----- PASSAGE PROVIDED
The festival in Dumfries is thought to be the largest event of its type in the world attracting over 26,000 people per year and takes place at the festival village which includes the Famous Spiegeltent. The festival is the birthplace of Le Haggis, a Cabaret show, was created in 2013 as a way to modernise Burns Supper's and has included guest appearances from Ursula Martinez, Miss Behave, Jess Robinson, Talisk, and other Celtic music bands.

==History==
Big Burns Supper was founded by Graham Main in 2011, who celebrated Burns Night with friends across the world and invited them to his hometown Dumfries on 25 January 2010, only to discover that there were no events that local people or visitors could take part in. He spotted an opportunity and created the Charity Trust that would take forward the idea alongside partners The Holywood Trust whose Trustees include the late Charles Jencks and EventScotland.

The first festival opened on 25 January 2012 with a community theatre performance which included four characters that had been trapped in time which was presented on four giant screens. Eddi Reader played a concert at DG One, and Frisky & Mannish presented a comedy show at Theatre Royal, Dumfries.

The festival opened a building in the centre of Dumfries called Electric Theatre Workshop which accommodated year-round community arts, including Dumfries Community Choir and Dumfries Youth Theatre. The building was officially opened by Countess Wessex on 9 May 2014.

In the second festival in 2013, a Spiegeltent was introduced to the programme which would become the festival hub and include different performances, many of which were created at the Electric Theatre Workshop. Deacon Blue made their first appearance in the South of Scotland, Manu Delago and Anda Union performed in the Spiegeltent, the festival's mascot Hamish the Haggis was also created.
----------
> **WHAT YOU WILL DO**
- 1) Answer from the Big Burns Supper passage:
(a) How many people does the festival attract each year?
(b) Who founded Big Burns Supper, and in what year?
(c) Who officially opened the Electric Theatre Workshop, and on what date?
- 2) Write the next part of the Big Burns Supper passage, starting right after its final sentence.
The rows come from a source separate from the Big Burns Supper passage.
----- EXTRACTED INFORMATION
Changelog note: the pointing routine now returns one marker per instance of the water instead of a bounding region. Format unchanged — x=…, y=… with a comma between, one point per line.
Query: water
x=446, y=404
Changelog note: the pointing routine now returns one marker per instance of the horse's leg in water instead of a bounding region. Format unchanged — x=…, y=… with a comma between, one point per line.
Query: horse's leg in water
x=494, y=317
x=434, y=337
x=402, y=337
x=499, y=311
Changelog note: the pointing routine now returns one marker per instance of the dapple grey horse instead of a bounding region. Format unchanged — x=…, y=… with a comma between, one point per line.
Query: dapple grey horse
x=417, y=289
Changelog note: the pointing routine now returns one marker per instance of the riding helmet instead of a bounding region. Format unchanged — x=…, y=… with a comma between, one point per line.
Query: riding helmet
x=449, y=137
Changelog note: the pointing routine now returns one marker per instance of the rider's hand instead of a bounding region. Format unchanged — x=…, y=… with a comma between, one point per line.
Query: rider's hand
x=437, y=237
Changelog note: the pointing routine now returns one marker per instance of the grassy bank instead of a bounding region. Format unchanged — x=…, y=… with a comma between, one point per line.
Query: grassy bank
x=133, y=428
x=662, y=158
----------
> **PER-TASK OUTPUTS**
- 1)
(a) Over 26,000 people.
(b) Graham Main, in 2011.
(c) Countess Wessex, on 9 May 2014.

- 2)
Between 2014 and 2016, the festival continued to grow, presenting artists like Black Grape, Red Bastard, Andrew Maxwell and Nassim Soleimanpour. Hextor Bizerk played a gig in Dumfries Prison. A debate was motioned in the Scottish Parliament about the festival by Joan McAlpine MSP.

In 2017 the festival moved to a temporary base at The Crichton and created the festival village. This wasn't accepted by the festival fans who started a campaign, ‘nae-Spiegel nae-party’ to protest over the move. Festival organisers confirmed that they would be relocating the Spiegeltent back to the centre of Dumfries for the 2018 programme.

2018 was the festivals biggest programme, and also included the development of the Container Theatre which was adapted from old shipping containers. Bill Bailey, KT Tunstall, Frank Turner and Donovan all performed in the Spiegeltent.

In 2020, due to the COVID-19 pandemic, the festival presented free content on its Facebook and YouTube channels through a Lockdown Festival between April and May, and Dumfries TV which ran for six episodes between August and October.

==Artists==
Artists that have appeared at the festival include: Frank Turner, Keb Mo, Eddi Reader, Vicky Butterfly, The Dubliners, KT Tunstall, Deacon Blue, Bill Bailey, Ed Byrne, Public Service Broadcasting, Manu Delago, Turin Brakes, Morcheeba, Seth Lakeman, Camille O’Sullivan, Dervish, Hazel O'Connor, London Community Gospel Choir, Skerryvore, Jason Byrne and the Peatbog Faeries, Ocean Wisdom, Bay City Rollers, Dangleberries, Worbey & Farrell, Badly Drawn Boy, We Banjo 3, Trumpageddon, Donovan, Marcel Lucont, Hope and Social, Soul Nation Choir, Brian Molley Quartet, Dougie MacLean and Monski Mouse, Peatbog Faeries, Colonel Mustard and the Dijon 5, Bombskare, London Community Gospel Choir, Birds of Chicago, Baby Love Disco, Hardeep Singh Kohli, Hans Like a German, Hebrides Ensemble, Frank Turner, Jock Tamson's Bairns, Ed Byrne, Craig Charles Funk and Soul, Brainiac Live, Talisk, Tide Lines, Bootleg Beatles, Alabama 3, The Troggs, The Complete Stone Roses, Manran, Turbyne, Vishten, Calan, Absolute Elvis, Keb' Mo', The Strange Doors, The Kingdom Choir, Gary Stewart's Graceland, Newton Faulkner, Band of Burns, Rura, Turbyne, The Lutras, Claire Hastings, Smith & McClennan, The Felice Brothers, Hue and Cry, Turin Brakes, Mr B the Gentleman Rhymer, Morcheeba, ONR, Hardwicke Circus, Skerryvore, Glenn Miller Orchestra, Elephant Sessions, Electric Swing Circus, Peat & Diesel, Nicola Benedetti, Craig Hill, Hector Bizerk, Charlie Landsborough, King Creosote, Ukulele Orchestra of Great Britain.